What needs to be done:
Type out the records that follow, exactly as given.

Provided material:
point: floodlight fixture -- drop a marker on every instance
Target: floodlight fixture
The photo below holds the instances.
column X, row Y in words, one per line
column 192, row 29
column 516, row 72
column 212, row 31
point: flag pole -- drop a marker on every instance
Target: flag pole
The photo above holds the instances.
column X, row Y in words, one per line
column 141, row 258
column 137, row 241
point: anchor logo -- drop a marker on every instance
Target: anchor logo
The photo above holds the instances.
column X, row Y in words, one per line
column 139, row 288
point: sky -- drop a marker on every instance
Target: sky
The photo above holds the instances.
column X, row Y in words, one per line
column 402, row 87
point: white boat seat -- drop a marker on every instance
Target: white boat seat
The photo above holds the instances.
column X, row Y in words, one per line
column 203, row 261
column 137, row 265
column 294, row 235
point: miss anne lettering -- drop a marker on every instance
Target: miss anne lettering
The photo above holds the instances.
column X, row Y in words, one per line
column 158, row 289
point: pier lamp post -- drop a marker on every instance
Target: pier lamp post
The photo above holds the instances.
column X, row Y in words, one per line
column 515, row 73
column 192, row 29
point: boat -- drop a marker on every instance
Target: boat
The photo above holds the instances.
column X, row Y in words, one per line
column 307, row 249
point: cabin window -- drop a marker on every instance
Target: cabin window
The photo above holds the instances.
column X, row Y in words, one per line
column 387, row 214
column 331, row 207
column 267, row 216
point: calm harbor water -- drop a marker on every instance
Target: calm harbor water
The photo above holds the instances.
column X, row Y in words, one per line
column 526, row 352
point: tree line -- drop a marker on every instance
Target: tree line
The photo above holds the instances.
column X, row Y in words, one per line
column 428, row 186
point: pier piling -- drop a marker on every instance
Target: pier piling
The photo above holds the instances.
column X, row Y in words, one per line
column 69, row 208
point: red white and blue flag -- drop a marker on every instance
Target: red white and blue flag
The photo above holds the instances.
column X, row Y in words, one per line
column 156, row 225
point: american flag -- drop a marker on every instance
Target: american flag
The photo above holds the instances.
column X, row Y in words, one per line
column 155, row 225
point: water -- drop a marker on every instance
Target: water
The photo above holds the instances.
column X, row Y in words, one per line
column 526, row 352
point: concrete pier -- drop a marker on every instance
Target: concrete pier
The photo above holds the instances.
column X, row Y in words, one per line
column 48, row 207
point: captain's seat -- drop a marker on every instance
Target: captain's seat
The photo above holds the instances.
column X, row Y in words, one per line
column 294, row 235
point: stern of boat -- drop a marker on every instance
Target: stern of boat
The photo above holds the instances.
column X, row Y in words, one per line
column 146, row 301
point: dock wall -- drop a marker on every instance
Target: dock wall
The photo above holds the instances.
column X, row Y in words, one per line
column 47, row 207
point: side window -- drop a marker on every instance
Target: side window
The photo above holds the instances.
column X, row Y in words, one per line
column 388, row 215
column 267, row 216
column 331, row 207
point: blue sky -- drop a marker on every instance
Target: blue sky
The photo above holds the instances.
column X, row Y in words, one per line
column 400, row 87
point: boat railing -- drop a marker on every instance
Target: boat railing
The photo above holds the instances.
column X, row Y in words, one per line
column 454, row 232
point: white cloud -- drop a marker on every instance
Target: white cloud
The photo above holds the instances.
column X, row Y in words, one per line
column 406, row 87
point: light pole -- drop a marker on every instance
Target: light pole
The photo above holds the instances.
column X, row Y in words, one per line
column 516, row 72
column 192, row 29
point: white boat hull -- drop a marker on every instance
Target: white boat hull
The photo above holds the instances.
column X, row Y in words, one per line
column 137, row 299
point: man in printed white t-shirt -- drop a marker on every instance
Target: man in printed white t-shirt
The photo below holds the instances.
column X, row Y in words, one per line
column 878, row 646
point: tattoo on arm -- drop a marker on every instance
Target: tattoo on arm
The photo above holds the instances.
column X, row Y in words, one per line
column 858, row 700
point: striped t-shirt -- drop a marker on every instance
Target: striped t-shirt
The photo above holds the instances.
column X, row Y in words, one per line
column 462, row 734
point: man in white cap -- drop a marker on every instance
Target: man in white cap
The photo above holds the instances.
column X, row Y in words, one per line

Answer box:
point: floodlight fixture -- drop a marker on every instance
Target: floodlight fixture
The photo below holds the instances.
column X, row Y in words, one per line
column 192, row 29
column 516, row 72
column 212, row 31
point: flag pole -- drop a marker on every instance
Target: flag pole
The photo above holds the instances.
column X, row Y in words, one per line
column 141, row 258
column 137, row 241
point: anchor logo -- drop a marker on every instance
Target: anchor logo
The photo above holds the instances.
column X, row Y in words, one per line
column 139, row 288
point: sky -- drop a marker on every instance
Target: sky
The photo above holds the instances.
column X, row Y in words, one per line
column 402, row 87
point: white boat seat -- drop a marker on every instance
Target: white boat seat
The photo above holds the instances.
column X, row Y in words, one per line
column 203, row 261
column 137, row 265
column 294, row 235
point: miss anne lettering -- drop a marker on every instance
Target: miss anne lettering
The photo above holds the instances.
column X, row Y in words, one per line
column 158, row 289
point: pier lamp post -- drop a marker on every instance
Target: pier lamp post
The photo above holds the instances.
column X, row Y in words, one per line
column 515, row 73
column 192, row 29
point: boat -- drop a marker on every instance
Target: boat
The photo above holds the instances.
column X, row Y in words, one per line
column 307, row 249
point: cabin window -- drop a marker on every instance
Target: cabin window
The photo above holds the instances.
column X, row Y in words, one per line
column 387, row 214
column 331, row 207
column 267, row 216
point: calm harbor water -- drop a marker on every instance
Target: calm harbor water
The photo above holds the instances.
column X, row Y in words, one per line
column 526, row 352
point: tree line -- drop a marker on every instance
Target: tree line
The photo above holds the instances.
column X, row Y in words, one per line
column 428, row 186
point: pier piling -- drop a marker on every instance
Target: pier piling
The photo above holds the instances.
column X, row Y in words, one per line
column 69, row 208
point: red white and blue flag -- drop a marker on every instance
Target: red white and blue flag
The photo above holds the instances.
column X, row Y in words, one per line
column 156, row 225
point: american flag -- drop a marker on every instance
Target: american flag
The photo above holds the instances.
column X, row Y in words, one per line
column 155, row 225
point: water -- drop a marker on every instance
Target: water
The photo above holds the instances.
column X, row Y in words, one per line
column 526, row 352
point: concrete pier -- drop a marker on every instance
Target: concrete pier
The photo above holds the instances.
column X, row Y in words, one per line
column 48, row 207
point: captain's seat -- drop a marker on every instance
Target: captain's seat
The photo above holds the instances.
column X, row Y in words, one per line
column 294, row 235
point: stern of boat -- drop a marker on every instance
Target: stern of boat
The photo above holds the instances.
column X, row Y in words, one per line
column 146, row 301
point: dock wall -- drop a marker on every instance
Target: dock wall
The photo above holds the instances.
column X, row Y in words, one per line
column 47, row 207
point: side window -- drop a marker on every instance
Target: side window
The photo above holds the instances.
column X, row Y in words, one per line
column 388, row 215
column 267, row 216
column 331, row 207
point: blue sky -- drop a marker on every instance
Target: blue sky
The photo above holds the instances.
column X, row Y in words, one per line
column 400, row 87
point: boat railing -- drop a marker on every instance
Target: boat railing
The photo above holds the instances.
column X, row Y in words, one per line
column 454, row 232
point: white cloud -- drop a marker on every instance
Target: white cloud
The photo above holds the instances.
column X, row Y in words, one per line
column 406, row 87
point: light pole -- drop a marker on every instance
Target: light pole
The photo above holds the instances.
column X, row Y in words, one per line
column 516, row 72
column 192, row 29
point: white boat hull -- drop a marker on every instance
Target: white boat hull
The photo above holds the instances.
column X, row Y in words, one per line
column 137, row 299
point: man in printed white t-shirt -- drop a marker on every instance
Target: man in printed white t-shirt
The photo below holds the instances.
column X, row Y in words, one per line
column 878, row 646
point: tattoo on arm -- drop a marker on every instance
Target: tattoo on arm
The photo above holds the instances.
column X, row Y in words, one per line
column 858, row 700
point: striped t-shirt -- drop a marker on every instance
Target: striped t-shirt
The photo above holds the instances.
column X, row Y in words, one per line
column 462, row 734
point: man in white cap -- drop a marker on every instance
Target: man in white cap
The photo above holds the instances.
column X, row Y in words, one per line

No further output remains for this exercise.